Put every line of the material below into a JSON list of strings, one string per line, leaving out blank lines and the pictures.

►

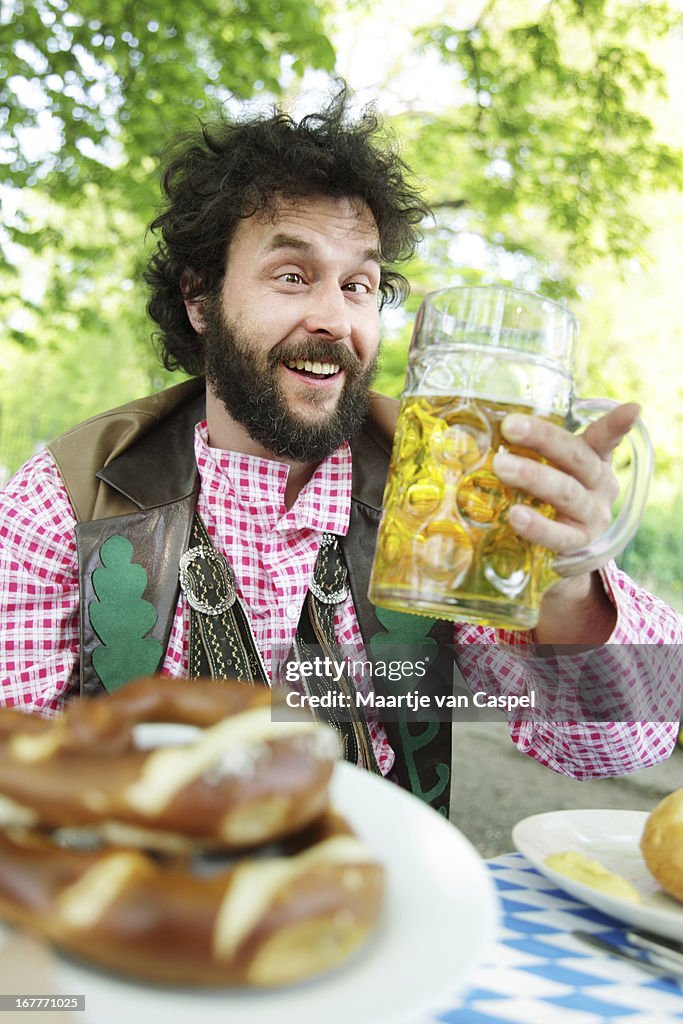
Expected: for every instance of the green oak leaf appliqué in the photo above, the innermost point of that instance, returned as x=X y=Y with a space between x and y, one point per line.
x=403 y=629
x=122 y=617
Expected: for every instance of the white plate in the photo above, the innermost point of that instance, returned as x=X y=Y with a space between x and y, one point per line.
x=438 y=921
x=612 y=839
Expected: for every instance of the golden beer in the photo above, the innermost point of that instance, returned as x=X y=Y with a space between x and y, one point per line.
x=444 y=547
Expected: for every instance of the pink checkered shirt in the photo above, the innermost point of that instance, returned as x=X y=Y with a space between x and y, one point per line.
x=272 y=552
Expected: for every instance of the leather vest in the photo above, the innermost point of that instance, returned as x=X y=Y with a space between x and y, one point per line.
x=131 y=472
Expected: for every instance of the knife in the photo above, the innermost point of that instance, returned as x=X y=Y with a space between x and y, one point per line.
x=655 y=965
x=668 y=948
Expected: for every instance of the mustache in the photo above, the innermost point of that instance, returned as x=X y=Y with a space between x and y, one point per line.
x=316 y=350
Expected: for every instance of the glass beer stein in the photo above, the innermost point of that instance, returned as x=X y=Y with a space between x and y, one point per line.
x=444 y=547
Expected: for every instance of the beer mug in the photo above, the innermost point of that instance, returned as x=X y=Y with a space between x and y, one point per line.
x=444 y=547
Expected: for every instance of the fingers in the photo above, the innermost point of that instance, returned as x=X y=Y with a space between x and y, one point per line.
x=537 y=528
x=578 y=480
x=604 y=434
x=582 y=456
x=567 y=496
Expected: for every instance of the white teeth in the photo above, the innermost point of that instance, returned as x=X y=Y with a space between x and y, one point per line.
x=314 y=368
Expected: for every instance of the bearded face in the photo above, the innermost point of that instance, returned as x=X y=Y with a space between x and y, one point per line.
x=247 y=379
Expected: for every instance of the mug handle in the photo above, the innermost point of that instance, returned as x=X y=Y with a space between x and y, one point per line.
x=624 y=527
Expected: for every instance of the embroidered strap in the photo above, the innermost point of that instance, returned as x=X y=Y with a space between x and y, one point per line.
x=328 y=588
x=222 y=645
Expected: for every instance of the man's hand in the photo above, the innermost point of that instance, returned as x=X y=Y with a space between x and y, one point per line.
x=581 y=485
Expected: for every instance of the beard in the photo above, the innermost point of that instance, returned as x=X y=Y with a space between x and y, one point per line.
x=247 y=382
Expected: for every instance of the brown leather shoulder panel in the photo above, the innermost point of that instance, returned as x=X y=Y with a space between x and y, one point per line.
x=84 y=450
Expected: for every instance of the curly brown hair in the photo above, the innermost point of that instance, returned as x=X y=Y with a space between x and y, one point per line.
x=235 y=169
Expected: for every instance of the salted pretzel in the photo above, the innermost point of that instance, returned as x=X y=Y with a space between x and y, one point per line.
x=118 y=855
x=259 y=922
x=245 y=779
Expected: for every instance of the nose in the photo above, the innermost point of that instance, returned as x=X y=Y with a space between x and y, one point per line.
x=327 y=312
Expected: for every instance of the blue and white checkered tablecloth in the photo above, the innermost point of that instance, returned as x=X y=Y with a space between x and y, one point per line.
x=537 y=973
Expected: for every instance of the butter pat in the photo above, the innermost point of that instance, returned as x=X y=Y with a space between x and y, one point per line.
x=591 y=872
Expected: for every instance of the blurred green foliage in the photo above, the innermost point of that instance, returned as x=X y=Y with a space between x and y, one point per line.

◄

| Solved exercise |
[
  "Expected: for every instance of the green oak leaf appliqué in the photo above, the innermost point of that instance, returned as x=X y=Y with a space between x and y, one point per line.",
  "x=403 y=629",
  "x=122 y=617",
  "Expected: for every instance of the white plate in the photo above, the innermost point of that instance, returned as x=X y=Y with a space between x and y, one point per line.",
  "x=438 y=921",
  "x=612 y=839",
  "Expected: for every instance of the golden beer in the photo above, the innermost point of that instance, returned as x=X y=Y with a space between x and y, one point per line.",
  "x=444 y=547",
  "Expected: for every instance of the pink checkered shirt in the photo above, the innermost point of that instance, returned as x=X y=Y with a space between x and y, one point per line.",
  "x=272 y=552",
  "Expected: for every instance of the leather vest in the photo above, the innermost point of that instance, returned as x=X y=Y with a space between x and y, one point per line.",
  "x=131 y=472",
  "Expected: for every instance of the knife in the photo above, the innermost point of that instance, returned as x=X y=Y with a space between x and y, one point per line.",
  "x=655 y=965",
  "x=668 y=948",
  "Expected: for every instance of the mustache in the photo above, the innermost point of that instance, returned as x=X y=Y with a space between x and y, one point per line.",
  "x=316 y=350",
  "Expected: for every instance of the glass beer stein in the photo above, the innermost point of that instance, returned as x=X y=Y with a space between x and y, one point per line.",
  "x=444 y=547",
  "Expected: for every instance of the beer mug in the photo above, the innermost point of that instance, returned as x=X y=Y with a space between x and y, one point per line.",
  "x=444 y=547",
  "Expected: for every instance of the fingers in the photo above, the innermost point of that instance, returned as x=X y=Y with a space between x and y, one point per line.",
  "x=537 y=528",
  "x=578 y=480",
  "x=604 y=434",
  "x=582 y=456",
  "x=567 y=496",
  "Expected: for every instance of the white teeth in the photo above, the innermost point of that instance, returned as x=X y=Y with a space between x and y, one point per line.",
  "x=314 y=368",
  "Expected: for every instance of the bearded face in the photo above, the innermost point of that instance, returned as x=X y=Y with a space between x and y, one point per line.",
  "x=247 y=379",
  "Expected: for every instance of the mug handle in the photo above, the innermost point of that instance, returned as x=X y=Y with a space between x and y, one point per line.",
  "x=624 y=527",
  "Expected: for every instance of the embroidered strap in the photo above, the innermost point of that instance, returned as x=X y=Y with a space between x and y, one point per line.",
  "x=328 y=588",
  "x=222 y=645",
  "Expected: for every instance of the man's hand in the photo above, the innermost point of that instance, returned as x=X y=Y with a space between x and y, one point per line.",
  "x=581 y=485",
  "Expected: for every instance of the beard in the photo above, the innermost point of that instance, returned as x=X y=Y with a space between x and y, one point per line.",
  "x=247 y=382",
  "Expected: for every instance of the brown leather shoulder panel in the photo above, the innermost point of that instance, returned as x=X y=Y with a space between x and y, one point per line.",
  "x=84 y=450",
  "Expected: for every instance of the curly brown hair in the photo above, the innermost point of that instance, returned as x=X y=Y with a space between x and y, one point per line.",
  "x=235 y=169",
  "Expected: for every instance of the salted pretzel in the photo above, the innermost point of that instance, returned as x=X y=Y with a space between x and y, one point per line.",
  "x=118 y=855",
  "x=259 y=922",
  "x=245 y=779",
  "Expected: for every instance of the nose in the photo above, the innermost point of that instance, returned as x=X y=Y with a space between x and y, one point per line.",
  "x=327 y=312",
  "Expected: for every instance of the blue and white checkered tablecloth in the photo above, the innermost point of that instance, returned as x=X y=Y with a space between x and y, one point per line.",
  "x=537 y=973",
  "Expected: for every instance of the butter pat in the photo above, the innermost point of that instance, returned as x=X y=Y with a space between x and y, one point per line.",
  "x=591 y=872",
  "Expected: for every instance of the blurred green foliage in the photo above, the innermost point of that instance, returned as x=X y=Y with a space between x and y, one point per line."
]